• PASSAGE TO READ
[Begin]
But if $p>2$, then $G$ is nontrivial and so $n^g\neq n$ for some nontrivial $n$ and some $g$.
To answer your comment : suppose $G$ is a $p$-group. I claim that then the action on $N$ is unipotent, in the sense that there are subgroups $N_i$ of $N$, stable under the action of $G$, each normal in the next, such that $N_k = N, N_0 = 1$ and such that the induced $G$-action on $N_{i+1}/N_i$ is trivial.
Indeed, working by induction on $N$, it suffices to show that $Z(N)^G$ (the subgroup fixed points inside the center of $N$) is nontrivial - this subgroup is obviously normal in $N$, so if it is nontrivial then we can consider $N/Z(N)^G$, which is strictly smaller, so we can apply the induction claim to that one. In fact this shows that we can choose the $N_i$'s to be normal in $N$.
But now $Z(N)$ is an abelian $p$-group with an action of the $p$-group $G$, so we are reduced to the abelian case, which is well-known (I can give you more details about that if you don't know it).
Now I claim that it follows that the answer is yes in this case. Indeed, it of course suffices to show that $[N,G]<N$, but now by picking $N'$ to be the biggest $N_i$ in our sequence from before, we have that each $[n,g]$ gets mapped to $1$ in $N/N'$, so $[N,G]\leq N' < N$.
[End]
• DATA PROVIDED
[Begin]
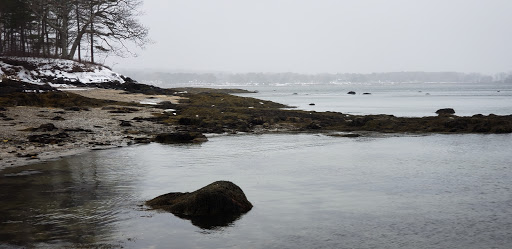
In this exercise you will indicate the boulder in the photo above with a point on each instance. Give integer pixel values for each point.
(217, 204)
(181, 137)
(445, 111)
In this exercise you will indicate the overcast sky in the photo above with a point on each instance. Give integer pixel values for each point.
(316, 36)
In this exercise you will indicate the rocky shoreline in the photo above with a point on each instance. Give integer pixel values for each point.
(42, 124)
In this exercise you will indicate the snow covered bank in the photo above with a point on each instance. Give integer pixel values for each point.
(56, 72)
[End]
[Begin]
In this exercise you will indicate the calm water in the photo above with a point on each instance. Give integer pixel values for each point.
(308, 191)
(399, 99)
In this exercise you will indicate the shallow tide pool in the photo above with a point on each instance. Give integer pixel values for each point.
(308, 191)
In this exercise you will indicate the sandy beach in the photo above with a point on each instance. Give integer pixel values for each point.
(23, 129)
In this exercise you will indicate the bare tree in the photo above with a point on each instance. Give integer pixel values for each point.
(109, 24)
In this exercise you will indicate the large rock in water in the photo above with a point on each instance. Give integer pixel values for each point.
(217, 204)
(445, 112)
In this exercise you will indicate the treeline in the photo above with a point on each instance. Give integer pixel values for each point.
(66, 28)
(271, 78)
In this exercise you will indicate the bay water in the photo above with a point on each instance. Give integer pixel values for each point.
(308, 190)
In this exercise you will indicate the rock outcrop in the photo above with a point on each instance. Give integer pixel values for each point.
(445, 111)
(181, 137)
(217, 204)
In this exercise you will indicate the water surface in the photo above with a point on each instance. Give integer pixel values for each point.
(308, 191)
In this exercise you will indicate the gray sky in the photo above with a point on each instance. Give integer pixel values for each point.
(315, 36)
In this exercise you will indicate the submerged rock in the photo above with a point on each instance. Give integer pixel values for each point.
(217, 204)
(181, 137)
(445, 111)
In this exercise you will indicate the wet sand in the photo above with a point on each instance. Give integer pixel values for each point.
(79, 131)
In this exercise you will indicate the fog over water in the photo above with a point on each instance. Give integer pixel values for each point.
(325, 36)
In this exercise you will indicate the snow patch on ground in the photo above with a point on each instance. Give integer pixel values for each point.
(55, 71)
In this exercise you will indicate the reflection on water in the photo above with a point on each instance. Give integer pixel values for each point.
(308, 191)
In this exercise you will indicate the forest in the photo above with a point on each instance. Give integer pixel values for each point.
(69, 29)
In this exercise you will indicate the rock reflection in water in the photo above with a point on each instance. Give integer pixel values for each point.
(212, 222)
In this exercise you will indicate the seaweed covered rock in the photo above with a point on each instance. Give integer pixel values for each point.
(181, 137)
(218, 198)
[End]
• STATED PROBLEM
Reproduce the passage on the $p$-group action from "Indeed, working by" to "so $[N,G]\leq N' < N$.".

• OUTPUT
Indeed, working by induction on $N$, it suffices to show that $Z(N)^G$ (the subgroup fixed points inside the center of $N$) is nontrivial - this subgroup is obviously normal in $N$, so if it is nontrivial then we can consider $N/Z(N)^G$, which is strictly smaller, so we can apply the induction claim to that one. In fact this shows that we can choose the $N_i$'s to be normal in $N$.
But now $Z(N)$ is an abelian $p$-group with an action of the $p$-group $G$, so we are reduced to the abelian case, which is well-known (I can give you more details about that if you don't know it).
Now I claim that it follows that the answer is yes in this case. Indeed, it of course suffices to show that $[N,G]<N$, but now by picking $N'$ to be the biggest $N_i$ in our sequence from before, we have that each $[n,g]$ gets mapped to $1$ in $N/N'$, so $[N,G]\leq N' < N$.